### WORK TO COMPLETE
Would it be possible to copy exactly the lines from the one containing "Target: red flower bed" to the end of the entries, including both and nothing else?
==== INPUT DATA ====
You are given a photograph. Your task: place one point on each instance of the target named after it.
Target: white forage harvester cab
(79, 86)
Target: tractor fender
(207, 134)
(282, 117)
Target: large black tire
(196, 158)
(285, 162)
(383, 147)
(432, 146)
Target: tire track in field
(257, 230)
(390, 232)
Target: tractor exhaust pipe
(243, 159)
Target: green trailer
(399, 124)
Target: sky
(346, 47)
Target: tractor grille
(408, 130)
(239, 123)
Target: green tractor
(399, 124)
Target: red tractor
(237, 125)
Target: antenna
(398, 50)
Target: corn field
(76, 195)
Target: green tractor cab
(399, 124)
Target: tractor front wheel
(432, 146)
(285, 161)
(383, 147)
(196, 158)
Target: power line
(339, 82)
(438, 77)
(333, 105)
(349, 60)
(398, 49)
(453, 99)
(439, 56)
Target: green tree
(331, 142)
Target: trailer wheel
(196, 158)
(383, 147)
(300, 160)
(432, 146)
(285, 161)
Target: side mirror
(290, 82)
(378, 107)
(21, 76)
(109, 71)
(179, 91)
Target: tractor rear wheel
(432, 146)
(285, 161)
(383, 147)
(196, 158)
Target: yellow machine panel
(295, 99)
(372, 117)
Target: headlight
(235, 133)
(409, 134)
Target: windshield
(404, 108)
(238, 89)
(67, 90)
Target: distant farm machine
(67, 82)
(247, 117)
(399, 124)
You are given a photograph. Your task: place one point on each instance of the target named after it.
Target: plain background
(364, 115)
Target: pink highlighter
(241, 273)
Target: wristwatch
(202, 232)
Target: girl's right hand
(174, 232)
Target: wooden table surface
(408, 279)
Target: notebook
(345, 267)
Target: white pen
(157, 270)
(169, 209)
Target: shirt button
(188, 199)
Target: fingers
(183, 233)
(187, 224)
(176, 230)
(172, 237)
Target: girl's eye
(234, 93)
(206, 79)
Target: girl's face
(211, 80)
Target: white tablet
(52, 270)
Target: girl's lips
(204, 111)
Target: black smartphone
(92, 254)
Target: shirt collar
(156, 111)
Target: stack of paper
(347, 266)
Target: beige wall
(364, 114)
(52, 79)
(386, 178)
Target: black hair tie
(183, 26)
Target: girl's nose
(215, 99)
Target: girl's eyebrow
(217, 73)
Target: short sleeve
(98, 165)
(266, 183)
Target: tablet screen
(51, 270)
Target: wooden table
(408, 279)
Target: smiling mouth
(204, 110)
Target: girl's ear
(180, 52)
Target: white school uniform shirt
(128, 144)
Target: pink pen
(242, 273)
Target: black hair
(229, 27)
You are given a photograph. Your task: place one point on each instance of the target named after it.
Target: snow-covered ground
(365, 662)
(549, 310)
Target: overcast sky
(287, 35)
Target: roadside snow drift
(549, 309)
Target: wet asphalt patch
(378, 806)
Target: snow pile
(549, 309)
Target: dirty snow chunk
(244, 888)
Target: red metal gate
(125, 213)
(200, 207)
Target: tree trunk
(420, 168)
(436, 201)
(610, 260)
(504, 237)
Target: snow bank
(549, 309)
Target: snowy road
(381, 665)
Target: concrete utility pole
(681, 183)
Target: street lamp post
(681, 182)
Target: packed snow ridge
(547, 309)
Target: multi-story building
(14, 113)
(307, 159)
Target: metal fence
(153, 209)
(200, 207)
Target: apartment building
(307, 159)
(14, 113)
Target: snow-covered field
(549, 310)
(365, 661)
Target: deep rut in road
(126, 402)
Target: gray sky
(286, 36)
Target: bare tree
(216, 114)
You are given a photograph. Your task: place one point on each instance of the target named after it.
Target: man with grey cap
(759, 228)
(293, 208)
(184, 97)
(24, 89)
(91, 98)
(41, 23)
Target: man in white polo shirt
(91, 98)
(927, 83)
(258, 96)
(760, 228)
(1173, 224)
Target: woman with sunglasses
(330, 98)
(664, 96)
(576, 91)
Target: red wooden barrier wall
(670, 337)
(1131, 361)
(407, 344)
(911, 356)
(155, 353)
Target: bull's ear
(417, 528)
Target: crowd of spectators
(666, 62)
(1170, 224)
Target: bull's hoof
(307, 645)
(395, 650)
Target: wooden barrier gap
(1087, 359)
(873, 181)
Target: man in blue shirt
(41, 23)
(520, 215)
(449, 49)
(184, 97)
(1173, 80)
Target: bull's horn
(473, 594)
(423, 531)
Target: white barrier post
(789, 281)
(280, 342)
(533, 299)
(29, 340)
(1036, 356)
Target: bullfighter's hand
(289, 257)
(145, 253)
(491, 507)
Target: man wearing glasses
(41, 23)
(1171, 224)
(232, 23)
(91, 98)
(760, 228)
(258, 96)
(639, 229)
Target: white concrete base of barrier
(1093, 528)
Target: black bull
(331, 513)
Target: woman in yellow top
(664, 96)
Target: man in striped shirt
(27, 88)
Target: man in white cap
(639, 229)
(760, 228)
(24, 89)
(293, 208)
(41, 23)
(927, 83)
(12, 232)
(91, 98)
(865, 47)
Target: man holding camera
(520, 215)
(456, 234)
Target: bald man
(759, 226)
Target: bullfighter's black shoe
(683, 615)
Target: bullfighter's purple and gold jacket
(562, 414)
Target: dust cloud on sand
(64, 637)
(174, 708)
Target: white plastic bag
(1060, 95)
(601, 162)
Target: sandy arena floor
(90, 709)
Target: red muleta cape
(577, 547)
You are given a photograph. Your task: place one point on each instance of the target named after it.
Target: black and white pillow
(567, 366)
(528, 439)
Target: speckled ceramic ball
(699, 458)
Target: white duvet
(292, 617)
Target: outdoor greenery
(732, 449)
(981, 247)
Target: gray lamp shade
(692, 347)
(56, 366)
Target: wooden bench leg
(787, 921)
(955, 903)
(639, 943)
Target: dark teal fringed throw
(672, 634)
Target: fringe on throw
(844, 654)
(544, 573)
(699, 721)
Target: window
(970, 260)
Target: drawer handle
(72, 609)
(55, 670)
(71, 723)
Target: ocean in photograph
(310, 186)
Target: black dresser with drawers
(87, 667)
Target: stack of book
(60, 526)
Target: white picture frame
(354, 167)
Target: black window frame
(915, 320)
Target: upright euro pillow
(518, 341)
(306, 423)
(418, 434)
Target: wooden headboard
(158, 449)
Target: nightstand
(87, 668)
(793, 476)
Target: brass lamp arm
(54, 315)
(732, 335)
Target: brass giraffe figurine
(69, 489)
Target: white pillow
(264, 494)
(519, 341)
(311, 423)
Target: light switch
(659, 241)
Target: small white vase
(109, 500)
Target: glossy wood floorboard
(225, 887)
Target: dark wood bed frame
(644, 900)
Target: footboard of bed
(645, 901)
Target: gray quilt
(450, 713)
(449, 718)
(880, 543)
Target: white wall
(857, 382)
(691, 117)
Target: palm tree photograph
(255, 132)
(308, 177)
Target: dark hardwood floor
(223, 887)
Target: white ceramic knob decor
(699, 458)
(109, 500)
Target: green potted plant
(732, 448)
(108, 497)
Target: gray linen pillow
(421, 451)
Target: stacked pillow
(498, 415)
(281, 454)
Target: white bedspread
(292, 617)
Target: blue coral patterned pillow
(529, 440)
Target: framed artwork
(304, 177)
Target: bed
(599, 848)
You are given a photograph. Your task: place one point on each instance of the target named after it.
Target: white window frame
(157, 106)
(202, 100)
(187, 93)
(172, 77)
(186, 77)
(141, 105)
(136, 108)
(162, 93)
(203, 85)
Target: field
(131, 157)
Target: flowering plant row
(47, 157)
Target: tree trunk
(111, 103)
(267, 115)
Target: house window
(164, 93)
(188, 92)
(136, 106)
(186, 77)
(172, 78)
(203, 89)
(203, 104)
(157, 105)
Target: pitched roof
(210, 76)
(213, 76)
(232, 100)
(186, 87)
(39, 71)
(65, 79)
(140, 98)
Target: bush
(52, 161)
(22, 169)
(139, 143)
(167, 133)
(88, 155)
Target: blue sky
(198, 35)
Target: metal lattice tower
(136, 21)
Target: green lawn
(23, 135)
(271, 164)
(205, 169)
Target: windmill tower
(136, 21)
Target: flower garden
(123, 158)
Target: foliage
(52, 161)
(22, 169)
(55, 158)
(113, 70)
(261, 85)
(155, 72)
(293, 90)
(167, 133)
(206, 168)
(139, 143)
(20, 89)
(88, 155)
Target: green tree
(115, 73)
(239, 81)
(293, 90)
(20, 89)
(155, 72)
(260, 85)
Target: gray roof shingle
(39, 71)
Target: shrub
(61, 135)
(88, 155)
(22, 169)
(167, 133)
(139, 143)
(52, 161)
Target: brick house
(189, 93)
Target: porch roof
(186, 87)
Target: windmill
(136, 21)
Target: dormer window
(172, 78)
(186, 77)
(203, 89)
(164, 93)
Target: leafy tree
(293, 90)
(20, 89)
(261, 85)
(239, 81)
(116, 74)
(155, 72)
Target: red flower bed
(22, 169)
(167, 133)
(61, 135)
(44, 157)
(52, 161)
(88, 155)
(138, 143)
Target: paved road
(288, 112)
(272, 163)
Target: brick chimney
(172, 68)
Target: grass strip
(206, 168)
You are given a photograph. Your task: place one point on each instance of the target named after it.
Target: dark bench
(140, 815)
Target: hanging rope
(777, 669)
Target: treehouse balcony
====
### WRITTEN ANSWER
Target: red flower bed
(22, 169)
(167, 133)
(61, 135)
(44, 157)
(52, 161)
(88, 155)
(138, 143)
Target: paved road
(288, 112)
(272, 163)
Target: brick chimney
(172, 68)
Target: grass strip
(206, 168)
You are given a photograph. Your task: place one point on each instance of the target named after it.
Target: dark bench
(140, 815)
Target: hanging rope
(777, 669)
Target: treehouse balcony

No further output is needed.